#### Liste des tâches:
• A. Recopiez sans rien changer le passage de l'entretien qui s'ouvre sur les mots contenant "L’Aube : Depuis" et se termine par "stable et durable.".
• B. D'après l'entretien, pourquoi la jeunesse est-elle une source d'espoir pour le pays ? Répondez en une à trois phrases.

**** Extrait du texte ****

MOHAMED SALIA TOURE A L’AUBE : “On ne dialogue pas pour faire semblant…”
Mohamed Salia Touré, ancien president du Conseil national de la jeunesse du Mali (CNJ), est sans conteste, l’une des figures de la jeunesse malienne. Après un premier mandat (2013-2017), il démissionne de la présidence du CNJ, alors qu’il venait d’être brillamment réélu pour un second mandat. Cependant, l’ancien president de l’organisation de la jeunesse reste très actif dans les milieux associatifs. Il est initiateur et animateur du “Grand Grin” espace d’échange citoyenne. Dans un entretien accordé à L’Aube, Mohamed Salia Touré, évoque le “Grand Grin” et des questions d’actualité, notamment la situation la situation sécuritaire et le dialogue national.
L’Aube : Depuis quelques mois vous avez initiez des débats citoyens appelé «Grin». D’où est venue l’idée de ces « Grins » tournants ? Quel est l’objectif ?
Mohamed Salia Touré : De ce que devient la jeunesse malienne, nous faisons tous un constat amer d’immobilisme généralisé que nous avons tôt fait de confronter car, elle est source d’espoir pour le pays, et de ce fait elle représente une force de travail sur laquelle le pays compte énormément pour sa croissance et son développement. Mieux, pour sa souveraineté. Elle est aussi source de défis pour les gouvernants dans les domaines primordiaux de l’éducation, de l’orientation et de l’emploi stable et durable.

**** Enregistrements présentés ****

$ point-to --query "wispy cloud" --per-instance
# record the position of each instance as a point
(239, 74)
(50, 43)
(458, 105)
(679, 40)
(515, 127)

****

#### Corrigé des tâches:
• A.
L’Aube : Depuis quelques mois vous avez initiez des débats citoyens appelé «Grin». D’où est venue l’idée de ces « Grins » tournants ? Quel est l’objectif ?
Mohamed Salia Touré : De ce que devient la jeunesse malienne, nous faisons tous un constat amer d’immobilisme généralisé que nous avons tôt fait de confronter car, elle est source d’espoir pour le pays, et de ce fait elle représente une force de travail sur laquelle le pays compte énormément pour sa croissance et son développement. Mieux, pour sa souveraineté. Elle est aussi source de défis pour les gouvernants dans les domaines primordiaux de l’éducation, de l’orientation et de l’emploi stable et durable.

• B. Elle représente une force de travail sur laquelle le pays compte énormément pour sa croissance et son développement. Elle compte aussi pour sa souveraineté.